■ Selection
________

History of The 24 Hours of Le Mans!

The 24 Hours of Le Mans, is the oldest active sports car race in endurance racing in the world. It has taken place annually, since 1923 just outside of the town LeMans, France. The “Circuit de la Sarthe” is a combination of, closed public streets and a specialist racing circuit. Roughly 50 competitors compete in this event. Currently, Tom Kristensen hold the record for most wins as a driver(9), Joest Racing Team holds most wins as a team(13), and Porsche holds most wins as a manufacturer(17).

Everybody hears Le Mans and thinks of, the Mazda 787b or the Porsche 962c. But if you go back in the history, Mazda actually started with the 717c. Mazda entered two, 717c racecars into the 24 Hours of Le Mans, finishing 12th and 18th place overall, and being the only cars to finish the “C junior” class!

 

717c

                   Mazda 717c on the Circuit de la Sarthe

 

 

 

Cars and Their Requirements.

The race takes place in June, starting mid-day, going through to the next day. Closed cockpit cars had poor ventilation and could get extremely warm inside.

Cars with an open cockpit, were not required to have doors, where in a closed cockpit car, you could not have more than 2 doors.

All competitors race at the same time, however, they are not all competing against each other. There has been more classes in the past, but there currently are four. The classes consist of, LMP1 and LMP2 (Le Mans Prototype), and the two are separated by weight, power output, and speed. The next two classes are GT Endurance Pro and GT Endurance AM (Production based Grand Tourer). There is an overall prize, which is obviously more than likely to be won by a higher class competitor, but on occasions a lower class has won due to more reliability.

The New Ford GT That Will Race This Year(2016) In The LM-GTE Class

 The New Ford GT That Will Race This Year(2016) In The LM-GTE Class

 

 

Competitor Details

Back when Le Man’s originally started, there were no limits on how many drivers a team can have for one car.  A few drivers tried to run the entire event solo, trying to reduce time from switching drivers. This practice has since been forbidden. Most teams have two drivers.

Drivers were not permitted to race for more than 4 hours consecutively, and one driver could not drive for more than 14 hours in total due to the strain on the driver caused by speed.

Team Audi Switching Drivers

Team Audi Switching Drivers

 

 

Traditions and Uncommon Rules

Because of the length of the race, it has different rules than most races. Cars were not allowed to pit within the first hour to change liquids (oil, coolant) with the exception of fuel. Cars with lost fluids in the first hour were disqualified from the race, due to lack of reliability.

As for another test of reliability, while refueling the car must be shut off. This rule tested to see if the car could turn on/off under hard racing conditions. The pit crew was not allowed to work on the car, nor its tires while refueling. However, teams were able to change drivers while the car was refueling.

A tradition to starting the race, is the waving of the tri-color flag, shortly followed by fly-over jets smoke trailing red, white, and blue.

In 1967, Dan Gurney and his Co-Driver A. J Foyt  mounted the victory podium, which led to the first known instance of a race winner spraying champagne instead of drinking it.

Dan Gurney

      Dan Gurney spraying the Champagne 

 

 

 

 

Days of The Race 

The first race took place in 1923, on May 26th and it carried on through the 27th.

“Test Days” were held at the track at the end of April, or beginning of May. However, the cost of competitors transporting their cars twice, was costly. They moved the “Test Day” to the first weekend in June, shortly followed by the race, the second weekend.

________

■ Exercise brief
From the Le Mans history text, copy word for word the part that opens with the words containing "Drivers were not" and closes with "caused by speed.". The listing that follows is separate material, unrelated to the Le Mans history text.

■ Supplied information
________

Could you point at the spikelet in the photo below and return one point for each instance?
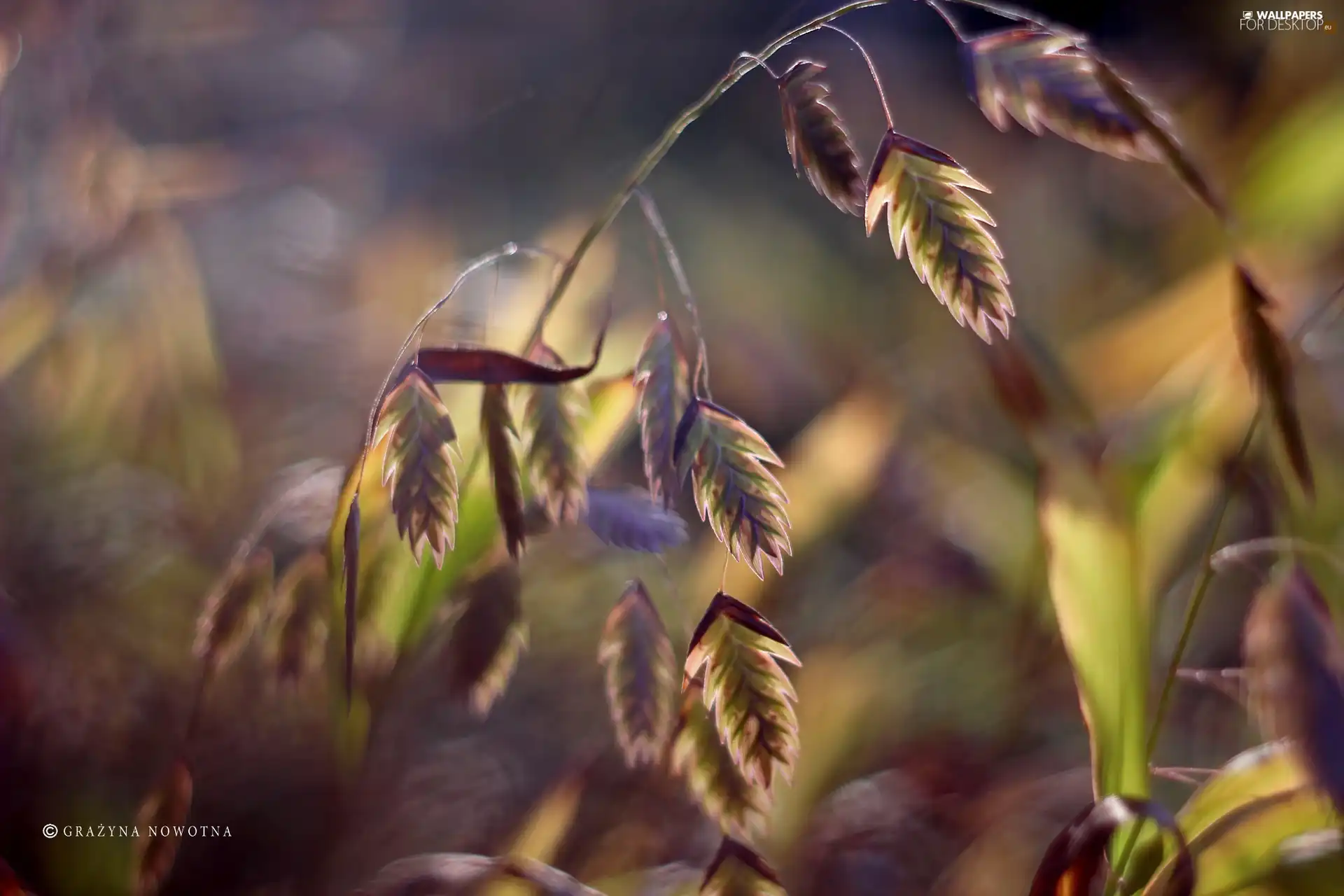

________

■ Reply
Drivers were not permitted to race for more than 4 hours consecutively, and one driver could not drive for more than 14 hours in total due to the strain on the driver caused by speed.